§ **The input**
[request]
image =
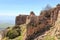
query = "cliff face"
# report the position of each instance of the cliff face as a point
(38, 24)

§ **Problem statement**
An exact transcription of all the entries is required, without the pictures.

§ **Task solution**
[request]
image =
query = "cliff face"
# report the position of each instance of the cliff face as a point
(38, 24)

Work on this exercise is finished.